Tasks:
• A. According to the roadblock article, by what vote did the Supreme Court rule?
• B. From the roadblock article, set down the passage that opens with the words containing "Staff Emeritus" and closes with "of innocent motorists.".
• C. Does the roadblock article support each statement? (i) The court ruled against Indianapolis. (ii) The ruling also struck down roadblocks meant to detect drunken drivers. (iii) Justice Sandra Day O'Connor wrote for the dissenting justices.

Drug Checkpoints Unconstitutional - SCOTUS

Status
Not open for further replies.

Dennis

Staff Emeritus
If this url does not work, research Reuters News Service:

http://www.iwon.com/home/news/news_article/0,11746,62266|top|11- 28-2000::12:43|reuters,00.html

(quote - stress added by Dennis)

U.S. Supreme Court Strikes Down Drug Roadblocks
November 28, 2000 12:44 pm EST

By James Vicini
WASHINGTON (Reuters) - The U.S. Supreme Court on Tuesday declared
unconstitutional police roadblocks set up to catch drug offenders, ruling they
violate privacy rights of innocent motorists.


In an important victory for advocates of civil liberties, the high court by a 6-3
vote ruled against Indianapolis, where police had erected the roadblocks to
stop all motorists in an effort to halt the flow of illegal drugs through the city.

Justice Sandra Day O'Connor declared for the court majority that the drug
checkpoints violated the constitutional guarantees under the Fourth
Amendment protecting against unreasonable searches and seizures of
evidence.

O'Connor said the ruling does not affect other roadblocks, which the court
has previously held to be constitutional, to detect drunken drivers and to
intercept illegal immigrants being smuggled across the U.S. border by
car.


She said the court in the past has suggested a roadblock to verify drivers'
licenses and registrations would be permissible to serve a highway safety
interest.

(Contour labeling items)

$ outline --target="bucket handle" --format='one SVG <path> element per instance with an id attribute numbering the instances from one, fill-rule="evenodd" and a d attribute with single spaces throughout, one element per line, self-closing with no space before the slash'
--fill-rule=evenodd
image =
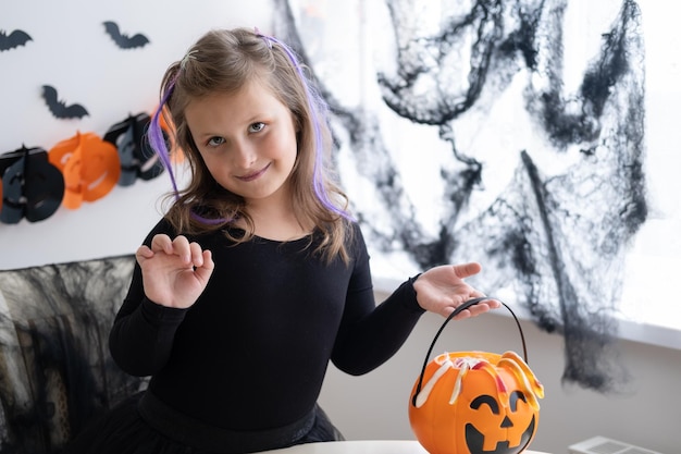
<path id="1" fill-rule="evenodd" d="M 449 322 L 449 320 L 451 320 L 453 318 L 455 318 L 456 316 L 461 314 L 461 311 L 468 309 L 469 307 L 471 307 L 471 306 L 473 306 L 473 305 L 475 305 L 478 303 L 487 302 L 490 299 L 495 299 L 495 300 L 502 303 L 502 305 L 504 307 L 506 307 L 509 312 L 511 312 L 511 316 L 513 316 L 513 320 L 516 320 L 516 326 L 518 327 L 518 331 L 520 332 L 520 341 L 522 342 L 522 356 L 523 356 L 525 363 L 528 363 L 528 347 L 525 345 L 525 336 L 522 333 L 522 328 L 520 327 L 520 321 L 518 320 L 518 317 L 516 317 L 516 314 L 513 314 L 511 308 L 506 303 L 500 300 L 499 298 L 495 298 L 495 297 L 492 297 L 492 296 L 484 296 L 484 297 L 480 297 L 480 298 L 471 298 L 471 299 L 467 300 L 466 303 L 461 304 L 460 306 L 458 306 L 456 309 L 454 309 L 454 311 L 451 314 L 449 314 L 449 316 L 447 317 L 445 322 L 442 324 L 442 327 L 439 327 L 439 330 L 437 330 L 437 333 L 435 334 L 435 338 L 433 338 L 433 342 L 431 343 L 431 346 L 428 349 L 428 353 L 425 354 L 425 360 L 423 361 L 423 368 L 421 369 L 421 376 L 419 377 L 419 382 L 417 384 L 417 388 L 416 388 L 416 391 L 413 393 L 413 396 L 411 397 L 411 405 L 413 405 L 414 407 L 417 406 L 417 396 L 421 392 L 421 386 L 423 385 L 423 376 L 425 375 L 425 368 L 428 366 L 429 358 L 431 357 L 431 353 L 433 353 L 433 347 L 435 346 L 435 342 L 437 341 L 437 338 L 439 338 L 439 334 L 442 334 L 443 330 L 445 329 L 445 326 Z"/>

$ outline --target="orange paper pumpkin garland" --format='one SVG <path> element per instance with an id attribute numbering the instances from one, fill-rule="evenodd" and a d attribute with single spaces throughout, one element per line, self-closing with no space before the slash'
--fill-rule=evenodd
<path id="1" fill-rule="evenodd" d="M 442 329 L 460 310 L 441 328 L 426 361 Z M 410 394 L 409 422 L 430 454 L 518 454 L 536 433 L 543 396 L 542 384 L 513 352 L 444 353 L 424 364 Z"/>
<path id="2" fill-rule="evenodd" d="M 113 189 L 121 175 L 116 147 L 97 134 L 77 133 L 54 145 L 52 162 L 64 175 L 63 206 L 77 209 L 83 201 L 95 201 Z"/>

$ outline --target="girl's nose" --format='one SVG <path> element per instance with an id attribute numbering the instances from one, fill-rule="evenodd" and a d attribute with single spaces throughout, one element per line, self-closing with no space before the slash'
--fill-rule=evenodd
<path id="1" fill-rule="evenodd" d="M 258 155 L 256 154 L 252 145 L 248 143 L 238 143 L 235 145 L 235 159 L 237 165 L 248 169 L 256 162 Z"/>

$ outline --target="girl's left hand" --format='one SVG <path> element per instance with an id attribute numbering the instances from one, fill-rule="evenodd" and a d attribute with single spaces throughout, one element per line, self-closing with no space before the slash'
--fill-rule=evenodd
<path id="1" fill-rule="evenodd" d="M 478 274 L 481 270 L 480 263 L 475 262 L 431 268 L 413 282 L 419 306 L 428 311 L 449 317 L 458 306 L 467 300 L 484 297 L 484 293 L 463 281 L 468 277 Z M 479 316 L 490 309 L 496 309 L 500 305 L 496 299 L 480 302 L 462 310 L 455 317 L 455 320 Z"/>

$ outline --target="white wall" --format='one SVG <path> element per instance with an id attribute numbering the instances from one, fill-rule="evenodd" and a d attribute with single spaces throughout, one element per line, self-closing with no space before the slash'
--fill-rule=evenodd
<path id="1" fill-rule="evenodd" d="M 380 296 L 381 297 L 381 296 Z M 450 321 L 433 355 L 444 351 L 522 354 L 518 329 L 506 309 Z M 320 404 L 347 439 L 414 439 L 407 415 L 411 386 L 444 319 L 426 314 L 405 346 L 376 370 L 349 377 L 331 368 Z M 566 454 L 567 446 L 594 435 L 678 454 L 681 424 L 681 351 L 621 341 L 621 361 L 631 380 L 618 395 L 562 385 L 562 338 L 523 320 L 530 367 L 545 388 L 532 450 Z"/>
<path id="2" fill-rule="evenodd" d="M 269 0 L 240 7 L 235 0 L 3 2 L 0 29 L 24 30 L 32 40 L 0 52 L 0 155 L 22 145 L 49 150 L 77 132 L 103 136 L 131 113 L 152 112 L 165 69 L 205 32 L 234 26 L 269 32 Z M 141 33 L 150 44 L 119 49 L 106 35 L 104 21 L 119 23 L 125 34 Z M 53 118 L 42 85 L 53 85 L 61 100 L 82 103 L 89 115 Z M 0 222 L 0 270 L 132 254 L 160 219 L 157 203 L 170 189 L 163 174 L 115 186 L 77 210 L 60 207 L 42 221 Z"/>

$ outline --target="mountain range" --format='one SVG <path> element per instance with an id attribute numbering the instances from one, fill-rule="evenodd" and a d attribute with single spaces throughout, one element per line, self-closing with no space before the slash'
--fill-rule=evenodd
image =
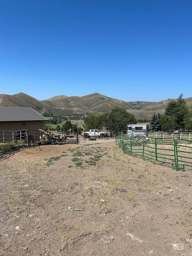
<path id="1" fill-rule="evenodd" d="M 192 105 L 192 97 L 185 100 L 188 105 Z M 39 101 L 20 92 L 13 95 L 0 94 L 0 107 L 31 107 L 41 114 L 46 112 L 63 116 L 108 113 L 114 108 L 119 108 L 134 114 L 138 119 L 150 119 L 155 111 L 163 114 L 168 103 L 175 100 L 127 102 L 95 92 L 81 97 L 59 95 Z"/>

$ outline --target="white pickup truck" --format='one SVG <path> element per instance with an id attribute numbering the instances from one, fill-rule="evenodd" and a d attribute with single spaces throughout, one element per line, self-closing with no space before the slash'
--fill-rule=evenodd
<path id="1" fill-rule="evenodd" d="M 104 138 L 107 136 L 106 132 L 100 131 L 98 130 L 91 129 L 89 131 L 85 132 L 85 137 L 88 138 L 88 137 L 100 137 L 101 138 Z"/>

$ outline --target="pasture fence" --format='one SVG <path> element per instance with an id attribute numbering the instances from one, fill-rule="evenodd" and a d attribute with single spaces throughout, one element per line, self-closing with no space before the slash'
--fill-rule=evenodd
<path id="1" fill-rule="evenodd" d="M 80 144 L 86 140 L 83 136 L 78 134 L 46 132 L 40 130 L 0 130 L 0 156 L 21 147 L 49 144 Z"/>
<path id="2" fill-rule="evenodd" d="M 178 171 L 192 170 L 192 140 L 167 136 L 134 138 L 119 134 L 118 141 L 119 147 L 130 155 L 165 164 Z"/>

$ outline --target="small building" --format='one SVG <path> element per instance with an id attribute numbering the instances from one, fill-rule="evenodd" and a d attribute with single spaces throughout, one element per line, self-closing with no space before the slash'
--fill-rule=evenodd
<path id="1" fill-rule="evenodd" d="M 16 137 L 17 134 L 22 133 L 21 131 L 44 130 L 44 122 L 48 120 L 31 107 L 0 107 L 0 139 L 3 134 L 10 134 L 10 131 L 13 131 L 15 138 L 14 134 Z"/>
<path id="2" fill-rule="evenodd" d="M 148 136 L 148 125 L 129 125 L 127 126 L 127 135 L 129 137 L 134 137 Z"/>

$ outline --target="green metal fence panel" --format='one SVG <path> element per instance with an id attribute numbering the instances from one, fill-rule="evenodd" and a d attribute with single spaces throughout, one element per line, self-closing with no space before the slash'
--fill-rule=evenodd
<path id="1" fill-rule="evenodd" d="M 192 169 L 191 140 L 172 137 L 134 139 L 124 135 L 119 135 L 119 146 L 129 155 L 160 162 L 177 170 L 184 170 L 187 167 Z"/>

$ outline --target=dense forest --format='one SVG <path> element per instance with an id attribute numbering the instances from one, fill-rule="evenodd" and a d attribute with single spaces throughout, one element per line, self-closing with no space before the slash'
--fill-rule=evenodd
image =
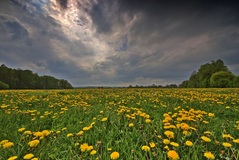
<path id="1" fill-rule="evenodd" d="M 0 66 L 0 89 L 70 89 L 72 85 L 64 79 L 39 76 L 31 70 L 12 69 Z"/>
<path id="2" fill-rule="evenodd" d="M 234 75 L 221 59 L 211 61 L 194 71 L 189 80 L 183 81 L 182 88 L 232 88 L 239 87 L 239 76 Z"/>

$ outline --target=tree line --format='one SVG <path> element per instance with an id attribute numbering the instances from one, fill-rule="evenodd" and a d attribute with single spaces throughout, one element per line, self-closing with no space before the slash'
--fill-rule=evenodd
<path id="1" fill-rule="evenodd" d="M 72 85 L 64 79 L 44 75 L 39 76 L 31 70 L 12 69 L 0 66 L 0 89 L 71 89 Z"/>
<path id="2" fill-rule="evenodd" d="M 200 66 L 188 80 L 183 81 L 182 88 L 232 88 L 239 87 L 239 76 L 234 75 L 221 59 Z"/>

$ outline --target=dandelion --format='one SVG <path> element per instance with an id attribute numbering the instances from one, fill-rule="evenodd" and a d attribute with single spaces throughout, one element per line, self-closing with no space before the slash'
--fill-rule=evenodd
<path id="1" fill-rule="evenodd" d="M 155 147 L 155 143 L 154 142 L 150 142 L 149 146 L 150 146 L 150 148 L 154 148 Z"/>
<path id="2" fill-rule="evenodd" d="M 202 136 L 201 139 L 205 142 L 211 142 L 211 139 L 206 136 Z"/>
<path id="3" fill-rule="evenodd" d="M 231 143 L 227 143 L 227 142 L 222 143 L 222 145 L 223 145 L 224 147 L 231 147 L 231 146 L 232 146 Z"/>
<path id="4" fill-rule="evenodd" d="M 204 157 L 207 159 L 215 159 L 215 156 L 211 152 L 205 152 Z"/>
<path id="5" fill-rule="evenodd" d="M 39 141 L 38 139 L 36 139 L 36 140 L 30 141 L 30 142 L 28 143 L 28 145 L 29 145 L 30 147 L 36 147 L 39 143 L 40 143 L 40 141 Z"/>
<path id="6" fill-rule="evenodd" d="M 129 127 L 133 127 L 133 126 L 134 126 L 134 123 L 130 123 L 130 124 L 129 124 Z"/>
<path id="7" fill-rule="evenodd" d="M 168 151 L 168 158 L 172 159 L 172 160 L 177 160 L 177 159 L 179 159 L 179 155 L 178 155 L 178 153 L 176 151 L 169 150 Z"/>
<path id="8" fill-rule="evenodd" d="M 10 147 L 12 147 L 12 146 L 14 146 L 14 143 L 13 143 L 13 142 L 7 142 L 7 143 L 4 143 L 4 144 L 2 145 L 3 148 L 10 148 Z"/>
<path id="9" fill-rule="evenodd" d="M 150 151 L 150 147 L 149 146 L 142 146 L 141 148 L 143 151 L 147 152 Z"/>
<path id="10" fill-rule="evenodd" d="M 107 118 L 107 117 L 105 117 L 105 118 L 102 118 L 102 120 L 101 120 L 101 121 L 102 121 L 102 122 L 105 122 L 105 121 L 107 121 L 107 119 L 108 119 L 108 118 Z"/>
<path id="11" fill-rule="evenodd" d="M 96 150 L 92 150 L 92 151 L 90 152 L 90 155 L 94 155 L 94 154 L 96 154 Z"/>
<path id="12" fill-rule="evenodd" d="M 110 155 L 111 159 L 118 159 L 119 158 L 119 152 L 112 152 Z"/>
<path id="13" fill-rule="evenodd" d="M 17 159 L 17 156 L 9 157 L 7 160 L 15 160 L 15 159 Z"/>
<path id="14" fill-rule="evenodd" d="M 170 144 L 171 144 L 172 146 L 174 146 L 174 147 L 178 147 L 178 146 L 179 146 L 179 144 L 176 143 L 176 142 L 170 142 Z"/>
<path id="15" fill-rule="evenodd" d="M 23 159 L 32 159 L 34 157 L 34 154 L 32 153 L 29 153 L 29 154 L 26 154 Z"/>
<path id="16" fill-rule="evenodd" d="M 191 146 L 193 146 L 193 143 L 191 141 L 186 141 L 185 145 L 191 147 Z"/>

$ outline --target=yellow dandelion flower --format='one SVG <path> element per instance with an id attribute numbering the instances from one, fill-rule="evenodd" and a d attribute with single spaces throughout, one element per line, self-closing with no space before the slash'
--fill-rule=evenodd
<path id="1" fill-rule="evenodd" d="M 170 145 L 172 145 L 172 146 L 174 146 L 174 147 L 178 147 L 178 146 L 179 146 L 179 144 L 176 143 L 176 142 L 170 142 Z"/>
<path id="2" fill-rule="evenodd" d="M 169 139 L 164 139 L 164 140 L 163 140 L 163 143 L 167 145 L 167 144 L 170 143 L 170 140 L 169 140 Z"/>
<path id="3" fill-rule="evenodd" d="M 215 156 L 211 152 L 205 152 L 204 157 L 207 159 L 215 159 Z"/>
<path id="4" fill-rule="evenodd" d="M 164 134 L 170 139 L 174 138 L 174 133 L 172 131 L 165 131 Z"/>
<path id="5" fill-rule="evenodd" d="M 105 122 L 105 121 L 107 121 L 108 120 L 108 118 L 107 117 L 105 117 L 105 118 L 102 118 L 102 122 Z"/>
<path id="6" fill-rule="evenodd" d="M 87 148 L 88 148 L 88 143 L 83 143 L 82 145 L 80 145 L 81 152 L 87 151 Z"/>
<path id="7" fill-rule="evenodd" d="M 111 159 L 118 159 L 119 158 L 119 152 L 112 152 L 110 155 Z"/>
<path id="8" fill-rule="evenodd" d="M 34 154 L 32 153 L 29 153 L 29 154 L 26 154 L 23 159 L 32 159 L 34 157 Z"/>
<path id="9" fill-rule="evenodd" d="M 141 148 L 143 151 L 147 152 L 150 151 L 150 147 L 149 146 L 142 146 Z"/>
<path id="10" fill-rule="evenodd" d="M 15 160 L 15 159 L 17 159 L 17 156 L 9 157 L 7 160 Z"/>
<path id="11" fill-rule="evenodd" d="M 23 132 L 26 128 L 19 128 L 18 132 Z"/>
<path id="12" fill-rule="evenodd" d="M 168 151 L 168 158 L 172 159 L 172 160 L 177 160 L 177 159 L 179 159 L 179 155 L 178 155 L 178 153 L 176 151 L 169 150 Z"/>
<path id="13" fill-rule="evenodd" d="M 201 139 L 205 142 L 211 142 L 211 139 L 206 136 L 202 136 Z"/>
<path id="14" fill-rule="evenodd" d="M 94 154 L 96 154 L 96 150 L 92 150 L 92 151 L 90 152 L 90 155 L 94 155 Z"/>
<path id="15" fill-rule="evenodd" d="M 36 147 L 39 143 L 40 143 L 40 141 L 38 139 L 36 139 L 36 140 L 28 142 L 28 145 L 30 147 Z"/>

Expected responses:
• A. 6-3

• B.
Staff Emeritus
If this url does not work, research Reuters News Service:

http://www.iwon.com/home/news/news_article/0,11746,62266|top|11- 28-2000::12:43|reuters,00.html

(quote - stress added by Dennis)

U.S. Supreme Court Strikes Down Drug Roadblocks
November 28, 2000 12:44 pm EST

By James Vicini
WASHINGTON (Reuters) - The U.S. Supreme Court on Tuesday declared
unconstitutional police roadblocks set up to catch drug offenders, ruling they
violate privacy rights of innocent motorists.

• C.
(i) Yes: "the high court by a 6-3 vote ruled against Indianapolis"
(ii) No: "O'Connor said the ruling does not affect other roadblocks, which the court has previously held to be constitutional, to detect drunken drivers"
(iii) No: "Justice Sandra Day O'Connor declared for the court majority"